### Aufgabe A:
Prüfen Sie, ob die Aussagen (i) bis (iii) mit dem folgenden Textabschnitt übereinstimmen. Antworten Sie jeweils mit Ja oder Nein und zitieren Sie die entscheidende Textstelle wörtlich.
(i) Beide Beiträge sind auf den 28.10.2019 datiert.
(ii) Nach Wolfgang Janßen befindet sich die SPD am Rande des Abgrunds.
(iii) Christian Feider bezeichnet die FDP als einzig wahre konservative Partei Deutschlands.
### Aufgabe B:
Geben Sie alle Bezeichnungen aus dem folgenden Textabschnitt an, mit denen Christian Feider die Parteien und Gruppen aufzählt, zwischen denen er keinen Unterschied mehr erkennt.
### Aufgabe C:
Beantworten Sie die folgenden Fragen anhand des folgenden Textabschnitts:
(i) Seit wie vielen Jahren ist laut Christian Feider mindestens kein Unterschied zwischen den genannten Parteien mehr erkennbar?
(ii) Warum wurde laut Wolfgang Janßen der konservative Gedanke verraten?
(iii) Wozu ist der politische Gegner laut Wolfgang Janßen bestimmt?

### Textabschnitt:

━━━━━━━━━━━━━━━━

Christian Feider / 28.10.2019

ich weiss gar nicht,was es da zu jammern gibt???? seit 5 Jahren mindestens ist doch gar nicht mehr erkennbar,wo der Unterschied zwischen linker CDU, der rosaroten SPD,den grün gefärbten Stalinisten des EX-KBW,einer notorisch prinzipienloen FDP sein sollte? es ist doch wunderbar,das man jetzt endlich KLARE Wahlmöglichkeiten hat. Entweder die EUDSSR-Befürworter,die das GG als ältliches Relikt am Liebsten heute mit dem deutschen Volk abschaffen würden…oder eben die einzig wahre konservative Partei Deutschlands, die AFD so GEHT Demokratie, sagen die Volxfrontler doch immer :)

Wolfgang Janßen / 28.10.2019

In welchem Zustand befindet sich die SPD? Die SPD befindet sich am Rande des Abgrunds. In welchem Zustand befindet sich die CDU? Der CDU wird es mit ihrer Politik gelingen, die SPD zu überholen. Der konservative Gedanke wurde verraten, weil man Angst vor der Auseinandersetzung hat. Der politische Gegner ist nicht zum Lob der eigenen Position bestimmt sondern zum Ringen um die vermeintlich beste Lösung.

━━━━━━━━━━━━━━━━

### Datensatzeinträge:
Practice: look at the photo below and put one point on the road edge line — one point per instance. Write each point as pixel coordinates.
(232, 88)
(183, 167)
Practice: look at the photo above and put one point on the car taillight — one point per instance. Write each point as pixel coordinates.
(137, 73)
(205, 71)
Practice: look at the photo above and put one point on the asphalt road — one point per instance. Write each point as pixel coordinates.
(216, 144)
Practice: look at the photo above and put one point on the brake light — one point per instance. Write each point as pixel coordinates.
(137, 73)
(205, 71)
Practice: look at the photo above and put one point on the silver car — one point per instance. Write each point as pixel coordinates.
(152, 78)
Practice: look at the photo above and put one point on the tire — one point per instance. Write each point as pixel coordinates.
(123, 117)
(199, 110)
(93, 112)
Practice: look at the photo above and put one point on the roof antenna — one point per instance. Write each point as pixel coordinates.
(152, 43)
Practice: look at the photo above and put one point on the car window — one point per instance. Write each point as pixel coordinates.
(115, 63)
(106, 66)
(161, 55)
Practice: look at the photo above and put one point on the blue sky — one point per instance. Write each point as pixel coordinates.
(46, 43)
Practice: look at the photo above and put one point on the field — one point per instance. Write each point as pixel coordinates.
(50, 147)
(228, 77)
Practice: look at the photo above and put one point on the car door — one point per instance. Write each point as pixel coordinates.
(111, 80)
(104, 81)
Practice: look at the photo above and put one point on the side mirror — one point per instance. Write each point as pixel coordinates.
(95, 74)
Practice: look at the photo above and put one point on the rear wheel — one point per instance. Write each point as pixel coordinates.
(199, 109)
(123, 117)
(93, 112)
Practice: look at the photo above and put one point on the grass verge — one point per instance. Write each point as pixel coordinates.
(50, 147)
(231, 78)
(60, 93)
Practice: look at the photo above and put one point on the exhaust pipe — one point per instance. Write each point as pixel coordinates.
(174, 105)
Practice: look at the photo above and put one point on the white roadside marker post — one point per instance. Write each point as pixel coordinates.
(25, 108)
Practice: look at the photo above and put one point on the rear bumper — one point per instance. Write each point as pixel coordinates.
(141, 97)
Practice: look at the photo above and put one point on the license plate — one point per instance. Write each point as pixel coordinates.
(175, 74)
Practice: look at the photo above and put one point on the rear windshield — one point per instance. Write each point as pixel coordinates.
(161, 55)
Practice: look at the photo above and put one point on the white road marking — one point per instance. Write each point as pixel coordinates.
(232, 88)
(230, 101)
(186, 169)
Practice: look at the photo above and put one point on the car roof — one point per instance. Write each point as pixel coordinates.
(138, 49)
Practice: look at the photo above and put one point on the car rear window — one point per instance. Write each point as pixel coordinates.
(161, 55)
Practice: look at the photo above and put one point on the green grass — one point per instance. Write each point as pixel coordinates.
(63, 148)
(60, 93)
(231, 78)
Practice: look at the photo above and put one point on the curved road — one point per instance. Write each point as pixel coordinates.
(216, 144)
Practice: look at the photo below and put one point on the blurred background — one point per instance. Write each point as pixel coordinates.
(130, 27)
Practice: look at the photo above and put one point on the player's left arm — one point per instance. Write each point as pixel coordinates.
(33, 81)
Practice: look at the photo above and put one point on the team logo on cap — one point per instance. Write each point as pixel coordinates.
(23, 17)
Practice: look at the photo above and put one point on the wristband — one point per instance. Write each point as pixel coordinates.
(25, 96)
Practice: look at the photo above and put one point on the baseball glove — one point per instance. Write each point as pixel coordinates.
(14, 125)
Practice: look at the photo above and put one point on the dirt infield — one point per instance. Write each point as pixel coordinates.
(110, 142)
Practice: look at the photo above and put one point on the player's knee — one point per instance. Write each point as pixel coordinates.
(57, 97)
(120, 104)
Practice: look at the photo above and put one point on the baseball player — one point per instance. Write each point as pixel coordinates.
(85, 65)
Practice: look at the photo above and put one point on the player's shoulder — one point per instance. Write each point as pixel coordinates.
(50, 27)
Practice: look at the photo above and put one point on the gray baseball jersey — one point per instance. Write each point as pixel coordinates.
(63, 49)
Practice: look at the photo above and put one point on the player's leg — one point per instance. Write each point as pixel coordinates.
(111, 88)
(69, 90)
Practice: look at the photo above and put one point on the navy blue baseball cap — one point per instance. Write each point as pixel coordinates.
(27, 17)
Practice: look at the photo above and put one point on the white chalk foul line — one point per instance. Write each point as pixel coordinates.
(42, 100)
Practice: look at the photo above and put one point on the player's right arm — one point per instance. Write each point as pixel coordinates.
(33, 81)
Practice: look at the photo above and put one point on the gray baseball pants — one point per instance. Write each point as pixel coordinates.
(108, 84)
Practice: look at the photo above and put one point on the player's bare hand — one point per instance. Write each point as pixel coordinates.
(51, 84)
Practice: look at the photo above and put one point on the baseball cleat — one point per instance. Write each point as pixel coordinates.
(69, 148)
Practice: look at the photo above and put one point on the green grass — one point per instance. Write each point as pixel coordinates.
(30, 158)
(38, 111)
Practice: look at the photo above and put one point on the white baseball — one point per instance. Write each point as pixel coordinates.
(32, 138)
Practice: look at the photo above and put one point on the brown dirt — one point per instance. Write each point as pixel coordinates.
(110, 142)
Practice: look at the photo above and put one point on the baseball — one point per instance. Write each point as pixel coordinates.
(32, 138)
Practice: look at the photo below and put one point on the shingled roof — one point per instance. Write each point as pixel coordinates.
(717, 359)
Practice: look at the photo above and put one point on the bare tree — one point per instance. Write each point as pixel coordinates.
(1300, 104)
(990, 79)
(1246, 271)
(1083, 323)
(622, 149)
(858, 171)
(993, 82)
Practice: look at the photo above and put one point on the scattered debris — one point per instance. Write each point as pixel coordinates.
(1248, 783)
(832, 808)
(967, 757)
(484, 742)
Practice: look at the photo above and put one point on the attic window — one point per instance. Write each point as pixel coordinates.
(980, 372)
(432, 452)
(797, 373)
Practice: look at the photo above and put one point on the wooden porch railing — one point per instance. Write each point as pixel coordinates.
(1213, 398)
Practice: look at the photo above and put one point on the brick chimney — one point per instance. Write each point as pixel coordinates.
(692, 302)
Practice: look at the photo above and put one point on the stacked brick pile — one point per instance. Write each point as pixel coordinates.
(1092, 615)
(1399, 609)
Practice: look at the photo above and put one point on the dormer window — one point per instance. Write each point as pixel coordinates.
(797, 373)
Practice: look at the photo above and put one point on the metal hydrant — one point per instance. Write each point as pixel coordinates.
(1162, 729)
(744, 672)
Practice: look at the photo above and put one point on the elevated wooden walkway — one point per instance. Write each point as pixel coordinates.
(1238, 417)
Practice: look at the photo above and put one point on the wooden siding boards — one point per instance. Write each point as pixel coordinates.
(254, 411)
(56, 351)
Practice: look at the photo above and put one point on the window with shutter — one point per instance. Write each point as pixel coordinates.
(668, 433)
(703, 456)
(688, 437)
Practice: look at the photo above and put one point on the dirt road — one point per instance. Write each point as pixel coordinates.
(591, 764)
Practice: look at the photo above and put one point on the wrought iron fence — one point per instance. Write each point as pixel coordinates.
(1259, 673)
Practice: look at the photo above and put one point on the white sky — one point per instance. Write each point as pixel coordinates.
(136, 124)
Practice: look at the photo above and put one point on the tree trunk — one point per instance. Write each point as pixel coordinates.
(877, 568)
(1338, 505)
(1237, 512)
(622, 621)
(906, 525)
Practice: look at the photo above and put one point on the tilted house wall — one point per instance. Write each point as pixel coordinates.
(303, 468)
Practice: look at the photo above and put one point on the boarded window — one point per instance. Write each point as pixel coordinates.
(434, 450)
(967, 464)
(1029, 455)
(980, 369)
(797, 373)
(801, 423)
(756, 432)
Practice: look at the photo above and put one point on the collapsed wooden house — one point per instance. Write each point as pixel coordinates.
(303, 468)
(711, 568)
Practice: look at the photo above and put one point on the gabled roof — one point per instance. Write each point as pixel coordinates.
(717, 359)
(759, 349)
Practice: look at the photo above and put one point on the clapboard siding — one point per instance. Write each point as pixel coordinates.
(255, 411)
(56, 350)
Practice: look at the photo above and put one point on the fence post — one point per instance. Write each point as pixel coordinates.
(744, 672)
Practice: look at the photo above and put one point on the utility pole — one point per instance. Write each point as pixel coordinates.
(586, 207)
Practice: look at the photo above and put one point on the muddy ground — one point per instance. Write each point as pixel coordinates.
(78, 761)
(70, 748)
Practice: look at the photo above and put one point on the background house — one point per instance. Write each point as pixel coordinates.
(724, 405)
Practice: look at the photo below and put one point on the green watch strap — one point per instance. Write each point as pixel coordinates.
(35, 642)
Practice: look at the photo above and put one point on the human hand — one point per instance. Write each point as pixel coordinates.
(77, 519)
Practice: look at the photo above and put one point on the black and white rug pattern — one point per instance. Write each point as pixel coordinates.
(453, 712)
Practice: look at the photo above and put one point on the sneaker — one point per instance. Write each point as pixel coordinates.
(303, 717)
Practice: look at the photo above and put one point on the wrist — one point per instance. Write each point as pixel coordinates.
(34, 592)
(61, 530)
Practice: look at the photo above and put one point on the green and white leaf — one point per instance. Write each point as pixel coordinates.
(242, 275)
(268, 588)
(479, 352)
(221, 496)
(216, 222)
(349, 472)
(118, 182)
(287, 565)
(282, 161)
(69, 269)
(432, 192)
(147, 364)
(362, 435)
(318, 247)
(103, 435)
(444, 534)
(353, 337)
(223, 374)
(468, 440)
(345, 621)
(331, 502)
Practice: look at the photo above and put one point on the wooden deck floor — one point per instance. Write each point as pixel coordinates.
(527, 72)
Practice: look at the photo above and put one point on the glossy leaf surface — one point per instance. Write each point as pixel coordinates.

━━━━━━━━━━━━━━━━

### Antwortbereich A:
(i) Ja: „Christian Feider / 28.10.2019“ und „Wolfgang Janßen / 28.10.2019“
(ii) Ja: „Die SPD befindet sich am Rande des Abgrunds.“
(iii) Nein: „die einzig wahre konservative Partei Deutschlands, die AFD“

### Antwortbereich B:
„linker CDU“, „der rosaroten SPD“, „den grün gefärbten Stalinisten des EX-KBW“, „einer notorisch prinzipienloen FDP“

### Antwortbereich C:
(i) Seit mindestens 5 Jahren.
(ii) Weil man Angst vor der Auseinandersetzung hat.
(iii) Zum Ringen um die vermeintlich beste Lösung.